Extracted text Block Start

Polyps & Prevention: What You Need to Know About Colorectal Cancer
3 min. read
When colorectal cancer is diagnosed in its early stages – meaning it hasn’t yet spread to the lymph nodes or other areas of the body – more than 90 percent of patients survive at least five years following treatment. For patients whose cancer has metastasized to other organs, though, the five-year relative survival is just under 15 percent. This, doctors say, is why annual screenings and early detection are so important – not just for colorectal cancer but for a host of other diseases and conditions.
In a webinar hosted by Miami Cancer Institute as part of National Colorectal Cancer Awareness Month, hematologist and medical oncologist Gretel Terrero, M.D., shared important information about colon cancer.
Dr. Terrero, who is seeing patients at the Baptist Health Wellness and Medical Complex in Plantation, specializes in the treatment of gastrointestinal cancers, says that colon cancer is the third most common cancer in the U.S. and the second leading cause of cancer deaths. “In the U.S. there were an estimated 150,000 new cases diagnosed in 2021 alone.”

Extracted text Block End
Available data Block Start

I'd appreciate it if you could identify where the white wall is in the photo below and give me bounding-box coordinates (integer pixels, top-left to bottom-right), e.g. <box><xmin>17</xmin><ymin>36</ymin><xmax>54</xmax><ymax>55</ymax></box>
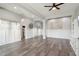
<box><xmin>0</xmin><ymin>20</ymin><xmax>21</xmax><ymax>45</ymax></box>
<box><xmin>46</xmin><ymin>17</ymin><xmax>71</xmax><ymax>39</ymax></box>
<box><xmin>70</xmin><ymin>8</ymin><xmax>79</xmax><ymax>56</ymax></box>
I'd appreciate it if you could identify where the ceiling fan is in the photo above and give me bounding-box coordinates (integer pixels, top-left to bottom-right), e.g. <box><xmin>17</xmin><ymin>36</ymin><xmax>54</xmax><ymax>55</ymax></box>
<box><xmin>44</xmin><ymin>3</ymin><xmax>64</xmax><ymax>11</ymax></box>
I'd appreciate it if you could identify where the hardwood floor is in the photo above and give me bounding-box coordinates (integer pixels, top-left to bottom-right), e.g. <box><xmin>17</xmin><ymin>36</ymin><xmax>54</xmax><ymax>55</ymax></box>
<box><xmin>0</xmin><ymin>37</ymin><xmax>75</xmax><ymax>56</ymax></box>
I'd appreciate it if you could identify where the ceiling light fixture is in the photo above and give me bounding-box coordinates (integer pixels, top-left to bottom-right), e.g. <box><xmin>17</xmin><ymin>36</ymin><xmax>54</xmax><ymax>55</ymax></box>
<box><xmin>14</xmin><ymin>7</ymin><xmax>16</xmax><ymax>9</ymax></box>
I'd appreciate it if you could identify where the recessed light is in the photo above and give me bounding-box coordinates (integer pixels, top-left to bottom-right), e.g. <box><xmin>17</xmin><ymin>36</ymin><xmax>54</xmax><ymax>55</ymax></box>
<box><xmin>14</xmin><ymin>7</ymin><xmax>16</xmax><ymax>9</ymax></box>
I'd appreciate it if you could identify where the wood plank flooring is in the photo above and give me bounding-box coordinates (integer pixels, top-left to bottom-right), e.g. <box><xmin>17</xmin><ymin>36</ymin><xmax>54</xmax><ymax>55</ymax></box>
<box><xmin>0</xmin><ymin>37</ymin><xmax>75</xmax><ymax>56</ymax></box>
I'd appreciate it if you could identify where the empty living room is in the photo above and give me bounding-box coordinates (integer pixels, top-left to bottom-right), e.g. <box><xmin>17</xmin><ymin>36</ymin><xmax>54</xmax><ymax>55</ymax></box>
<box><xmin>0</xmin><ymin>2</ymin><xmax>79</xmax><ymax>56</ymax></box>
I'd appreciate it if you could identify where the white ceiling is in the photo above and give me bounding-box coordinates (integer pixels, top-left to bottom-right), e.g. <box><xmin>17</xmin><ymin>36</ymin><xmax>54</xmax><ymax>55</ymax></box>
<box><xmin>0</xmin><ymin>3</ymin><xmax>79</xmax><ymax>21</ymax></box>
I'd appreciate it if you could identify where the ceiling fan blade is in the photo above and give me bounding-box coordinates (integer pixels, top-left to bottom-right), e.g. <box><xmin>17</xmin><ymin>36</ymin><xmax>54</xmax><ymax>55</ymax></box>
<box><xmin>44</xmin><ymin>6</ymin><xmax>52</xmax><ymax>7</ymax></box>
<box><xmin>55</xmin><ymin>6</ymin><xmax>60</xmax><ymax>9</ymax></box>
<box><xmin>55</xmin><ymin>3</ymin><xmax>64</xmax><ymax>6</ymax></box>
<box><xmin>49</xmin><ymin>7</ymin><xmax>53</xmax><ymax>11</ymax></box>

Available data Block End
Available data Block Start

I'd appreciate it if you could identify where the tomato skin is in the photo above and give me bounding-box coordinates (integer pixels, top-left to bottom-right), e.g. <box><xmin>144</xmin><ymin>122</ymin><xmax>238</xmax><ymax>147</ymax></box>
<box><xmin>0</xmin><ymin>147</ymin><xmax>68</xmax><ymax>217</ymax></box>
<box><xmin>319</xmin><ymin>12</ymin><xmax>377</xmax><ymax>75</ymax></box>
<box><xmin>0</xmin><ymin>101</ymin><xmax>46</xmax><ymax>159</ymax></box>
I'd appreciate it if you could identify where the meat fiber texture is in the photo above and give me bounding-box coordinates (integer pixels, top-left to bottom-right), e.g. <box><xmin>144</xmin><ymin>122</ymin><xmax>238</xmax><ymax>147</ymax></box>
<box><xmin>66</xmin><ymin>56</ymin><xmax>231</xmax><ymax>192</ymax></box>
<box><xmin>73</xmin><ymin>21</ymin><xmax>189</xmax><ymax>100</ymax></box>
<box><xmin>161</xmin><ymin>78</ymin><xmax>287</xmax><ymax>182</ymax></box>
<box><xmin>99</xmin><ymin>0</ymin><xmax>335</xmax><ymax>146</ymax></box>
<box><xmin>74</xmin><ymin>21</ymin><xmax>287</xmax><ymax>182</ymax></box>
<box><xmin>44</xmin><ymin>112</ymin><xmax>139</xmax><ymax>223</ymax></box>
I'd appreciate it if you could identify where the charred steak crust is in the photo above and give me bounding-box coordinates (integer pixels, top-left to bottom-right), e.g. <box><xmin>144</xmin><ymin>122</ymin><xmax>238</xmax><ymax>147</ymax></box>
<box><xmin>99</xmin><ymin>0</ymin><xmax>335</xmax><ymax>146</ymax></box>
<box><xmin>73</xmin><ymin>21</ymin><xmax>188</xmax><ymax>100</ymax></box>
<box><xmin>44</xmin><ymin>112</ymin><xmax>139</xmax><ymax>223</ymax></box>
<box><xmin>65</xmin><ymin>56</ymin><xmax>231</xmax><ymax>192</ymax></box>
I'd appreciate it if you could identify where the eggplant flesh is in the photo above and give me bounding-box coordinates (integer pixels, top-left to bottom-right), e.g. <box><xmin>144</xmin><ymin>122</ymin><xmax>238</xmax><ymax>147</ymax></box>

Available data Block End
Available data Block Start

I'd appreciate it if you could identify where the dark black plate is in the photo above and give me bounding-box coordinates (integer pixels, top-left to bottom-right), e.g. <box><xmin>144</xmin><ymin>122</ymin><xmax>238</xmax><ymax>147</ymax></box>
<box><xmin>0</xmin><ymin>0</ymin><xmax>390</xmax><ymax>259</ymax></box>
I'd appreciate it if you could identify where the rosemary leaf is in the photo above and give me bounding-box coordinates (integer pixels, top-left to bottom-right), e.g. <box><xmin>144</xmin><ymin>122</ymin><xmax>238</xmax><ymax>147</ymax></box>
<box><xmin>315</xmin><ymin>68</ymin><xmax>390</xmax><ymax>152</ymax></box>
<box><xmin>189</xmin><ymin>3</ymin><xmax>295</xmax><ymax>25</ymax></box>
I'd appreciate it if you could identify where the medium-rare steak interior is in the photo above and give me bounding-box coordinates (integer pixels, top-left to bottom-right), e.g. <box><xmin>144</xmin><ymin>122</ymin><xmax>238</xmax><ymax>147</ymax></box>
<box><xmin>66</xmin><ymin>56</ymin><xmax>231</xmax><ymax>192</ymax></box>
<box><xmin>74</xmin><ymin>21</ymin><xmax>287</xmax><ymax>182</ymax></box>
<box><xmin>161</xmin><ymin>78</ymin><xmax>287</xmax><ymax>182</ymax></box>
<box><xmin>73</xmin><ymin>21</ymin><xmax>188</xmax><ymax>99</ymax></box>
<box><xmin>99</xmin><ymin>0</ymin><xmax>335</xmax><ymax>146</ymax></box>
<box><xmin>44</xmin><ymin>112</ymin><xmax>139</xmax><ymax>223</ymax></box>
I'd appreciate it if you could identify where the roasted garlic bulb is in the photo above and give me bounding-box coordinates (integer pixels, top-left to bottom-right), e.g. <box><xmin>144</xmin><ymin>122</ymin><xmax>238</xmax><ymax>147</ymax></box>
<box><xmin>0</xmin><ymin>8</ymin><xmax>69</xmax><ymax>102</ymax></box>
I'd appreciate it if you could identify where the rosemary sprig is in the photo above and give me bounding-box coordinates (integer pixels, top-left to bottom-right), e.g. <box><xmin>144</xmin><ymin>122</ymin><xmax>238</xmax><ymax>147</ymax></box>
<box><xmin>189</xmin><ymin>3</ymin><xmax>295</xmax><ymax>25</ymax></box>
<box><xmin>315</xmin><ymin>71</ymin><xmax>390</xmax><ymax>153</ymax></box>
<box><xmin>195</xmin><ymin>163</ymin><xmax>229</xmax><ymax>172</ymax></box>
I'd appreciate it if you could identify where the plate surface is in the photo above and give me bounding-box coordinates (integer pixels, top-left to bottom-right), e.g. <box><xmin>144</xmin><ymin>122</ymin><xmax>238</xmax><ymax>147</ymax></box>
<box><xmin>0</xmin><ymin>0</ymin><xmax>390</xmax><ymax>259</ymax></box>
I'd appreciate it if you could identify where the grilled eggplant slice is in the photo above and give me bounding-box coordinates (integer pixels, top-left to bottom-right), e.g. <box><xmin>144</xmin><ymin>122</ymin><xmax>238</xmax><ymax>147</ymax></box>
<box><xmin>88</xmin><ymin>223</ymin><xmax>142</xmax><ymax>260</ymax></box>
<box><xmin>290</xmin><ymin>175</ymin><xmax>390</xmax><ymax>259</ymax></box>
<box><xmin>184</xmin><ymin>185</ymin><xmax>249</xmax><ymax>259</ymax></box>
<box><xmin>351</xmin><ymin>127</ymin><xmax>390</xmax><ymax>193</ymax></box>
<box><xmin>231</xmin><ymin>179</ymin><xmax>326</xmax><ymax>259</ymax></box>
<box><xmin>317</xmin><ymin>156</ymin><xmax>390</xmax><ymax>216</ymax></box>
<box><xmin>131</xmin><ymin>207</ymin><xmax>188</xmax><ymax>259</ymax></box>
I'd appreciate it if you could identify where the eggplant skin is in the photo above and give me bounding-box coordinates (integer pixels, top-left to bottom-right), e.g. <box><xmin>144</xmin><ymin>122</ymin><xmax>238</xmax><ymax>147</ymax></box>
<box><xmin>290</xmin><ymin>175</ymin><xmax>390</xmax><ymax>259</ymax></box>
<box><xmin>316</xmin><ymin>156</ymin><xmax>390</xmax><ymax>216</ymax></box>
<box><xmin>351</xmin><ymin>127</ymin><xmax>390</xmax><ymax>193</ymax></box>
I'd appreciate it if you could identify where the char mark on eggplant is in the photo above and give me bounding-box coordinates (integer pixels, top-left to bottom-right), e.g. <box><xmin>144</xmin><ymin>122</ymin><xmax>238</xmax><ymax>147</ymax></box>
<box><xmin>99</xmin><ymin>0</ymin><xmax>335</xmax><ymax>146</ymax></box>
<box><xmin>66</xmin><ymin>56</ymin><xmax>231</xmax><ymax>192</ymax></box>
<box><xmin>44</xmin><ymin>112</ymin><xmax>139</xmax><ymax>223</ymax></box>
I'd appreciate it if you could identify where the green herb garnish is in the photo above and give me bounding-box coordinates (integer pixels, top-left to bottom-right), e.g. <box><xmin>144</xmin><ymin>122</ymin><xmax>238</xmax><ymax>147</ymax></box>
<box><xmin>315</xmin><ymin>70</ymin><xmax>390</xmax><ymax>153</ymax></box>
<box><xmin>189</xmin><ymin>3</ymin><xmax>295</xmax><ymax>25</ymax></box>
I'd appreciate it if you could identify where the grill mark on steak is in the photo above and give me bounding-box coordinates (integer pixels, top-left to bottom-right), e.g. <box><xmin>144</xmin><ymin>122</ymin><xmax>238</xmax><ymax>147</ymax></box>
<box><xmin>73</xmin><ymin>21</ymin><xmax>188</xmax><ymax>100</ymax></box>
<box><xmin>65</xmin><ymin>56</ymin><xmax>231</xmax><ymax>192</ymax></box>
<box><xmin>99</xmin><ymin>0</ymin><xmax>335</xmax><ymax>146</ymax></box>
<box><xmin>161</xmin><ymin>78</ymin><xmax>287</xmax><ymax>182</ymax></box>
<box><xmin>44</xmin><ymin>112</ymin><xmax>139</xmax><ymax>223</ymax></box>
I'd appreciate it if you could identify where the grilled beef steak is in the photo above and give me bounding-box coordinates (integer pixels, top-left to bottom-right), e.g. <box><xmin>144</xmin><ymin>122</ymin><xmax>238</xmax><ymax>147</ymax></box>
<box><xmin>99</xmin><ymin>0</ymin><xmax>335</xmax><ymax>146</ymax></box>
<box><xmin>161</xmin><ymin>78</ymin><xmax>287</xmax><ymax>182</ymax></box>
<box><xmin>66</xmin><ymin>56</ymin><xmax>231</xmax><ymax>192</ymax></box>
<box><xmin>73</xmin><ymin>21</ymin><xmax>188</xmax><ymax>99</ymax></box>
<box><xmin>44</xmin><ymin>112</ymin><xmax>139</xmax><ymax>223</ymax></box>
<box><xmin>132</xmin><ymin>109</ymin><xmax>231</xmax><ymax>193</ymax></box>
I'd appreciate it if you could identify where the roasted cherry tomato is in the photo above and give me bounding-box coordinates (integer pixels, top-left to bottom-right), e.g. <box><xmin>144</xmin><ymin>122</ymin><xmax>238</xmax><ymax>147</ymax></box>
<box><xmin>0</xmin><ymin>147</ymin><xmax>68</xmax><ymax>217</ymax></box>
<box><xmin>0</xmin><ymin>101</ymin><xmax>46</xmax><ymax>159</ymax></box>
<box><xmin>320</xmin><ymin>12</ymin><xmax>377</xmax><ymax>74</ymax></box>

Available data Block End

Work required:
Reproduce the colorectal cancer article word for word, starting at the words "Polyps & Prevention: What" and stopping after the words "diseases and conditions.".

Task result:
Polyps & Prevention: What You Need to Know About Colorectal Cancer
3 min. read
When colorectal cancer is diagnosed in its early stages – meaning it hasn’t yet spread to the lymph nodes or other areas of the body – more than 90 percent of patients survive at least five years following treatment. For patients whose cancer has metastasized to other organs, though, the five-year relative survival is just under 15 percent. This, doctors say, is why annual screenings and early detection are so important – not just for colorectal cancer but for a host of other diseases and conditions.